::: Data provided

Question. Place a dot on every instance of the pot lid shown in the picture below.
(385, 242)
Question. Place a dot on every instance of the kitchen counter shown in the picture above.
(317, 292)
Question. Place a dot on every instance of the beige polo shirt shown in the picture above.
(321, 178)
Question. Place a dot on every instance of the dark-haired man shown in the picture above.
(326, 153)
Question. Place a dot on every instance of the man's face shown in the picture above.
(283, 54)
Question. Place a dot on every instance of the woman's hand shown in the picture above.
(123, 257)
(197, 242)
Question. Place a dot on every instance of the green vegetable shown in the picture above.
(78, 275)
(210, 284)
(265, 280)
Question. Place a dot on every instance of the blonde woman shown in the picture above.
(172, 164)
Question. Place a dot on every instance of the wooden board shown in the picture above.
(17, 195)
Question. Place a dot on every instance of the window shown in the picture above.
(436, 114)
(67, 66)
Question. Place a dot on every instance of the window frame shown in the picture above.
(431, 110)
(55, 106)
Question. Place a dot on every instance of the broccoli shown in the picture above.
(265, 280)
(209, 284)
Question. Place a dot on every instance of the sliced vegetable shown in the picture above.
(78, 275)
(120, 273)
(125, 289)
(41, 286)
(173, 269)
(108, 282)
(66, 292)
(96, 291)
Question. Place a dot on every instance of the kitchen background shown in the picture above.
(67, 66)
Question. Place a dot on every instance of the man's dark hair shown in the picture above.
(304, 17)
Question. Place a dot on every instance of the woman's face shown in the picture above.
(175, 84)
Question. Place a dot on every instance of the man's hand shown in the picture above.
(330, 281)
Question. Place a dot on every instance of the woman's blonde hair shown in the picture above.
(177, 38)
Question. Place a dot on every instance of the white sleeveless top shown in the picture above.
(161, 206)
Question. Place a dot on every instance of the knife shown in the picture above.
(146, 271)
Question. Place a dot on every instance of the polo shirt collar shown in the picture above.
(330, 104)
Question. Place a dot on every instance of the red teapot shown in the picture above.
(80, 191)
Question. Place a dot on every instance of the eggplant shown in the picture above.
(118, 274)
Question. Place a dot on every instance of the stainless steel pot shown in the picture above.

::::::

» Aim: Retype all of the records above word for word, keeping every line in its original order.

» The output:
Question. Place a dot on every instance of the pot lid shown in the picture below.
(385, 242)
Question. Place a dot on every instance of the kitchen counter shown in the picture above.
(317, 292)
Question. Place a dot on every instance of the beige polo shirt shown in the picture above.
(321, 178)
Question. Place a dot on every instance of the dark-haired man shown in the picture above.
(326, 153)
Question. Place a dot on every instance of the man's face shown in the picture above.
(283, 54)
Question. Place a dot on every instance of the woman's hand shown in the picture above.
(123, 257)
(197, 242)
Question. Place a dot on every instance of the green vegetable shown in the picture above.
(78, 275)
(210, 284)
(265, 280)
Question. Place a dot on every instance of the blonde woman shown in the picture above.
(172, 164)
Question. Place a dot on every instance of the wooden board shown in the picture above.
(17, 195)
Question. Place a dot on every instance of the window shown in the picture above.
(436, 114)
(67, 66)
Question. Place a dot on every instance of the window frame shown in the picture above.
(431, 110)
(55, 106)
Question. Place a dot on every instance of the broccoli shown in the picture above.
(265, 280)
(209, 284)
Question. Place a dot on every instance of the sliced vegetable shown in the picture above.
(78, 275)
(120, 273)
(125, 289)
(41, 286)
(173, 269)
(108, 282)
(66, 292)
(96, 291)
Question. Place a dot on every instance of the kitchen background shown in the picture above.
(67, 66)
Question. Place a dot on every instance of the man's dark hair shown in the picture above.
(304, 17)
Question. Place a dot on every instance of the woman's face shown in the picture above.
(175, 84)
Question. Place a dot on every instance of the man's hand shown in the picture above.
(330, 281)
Question. Place a dot on every instance of the woman's blonde hair shown in the picture above.
(177, 38)
Question. Place a dot on every instance of the white sleeveless top shown in the picture above.
(161, 206)
Question. Place a dot on every instance of the knife shown in the picture above.
(146, 271)
Question. Place a dot on every instance of the polo shirt collar shown in the picture above.
(330, 104)
Question. Place a dot on every instance of the red teapot shown in the picture above.
(80, 191)
Question. Place a dot on every instance of the eggplant shown in the picture above.
(118, 274)
Question. Place a dot on every instance of the stainless steel pot shown in the picture above.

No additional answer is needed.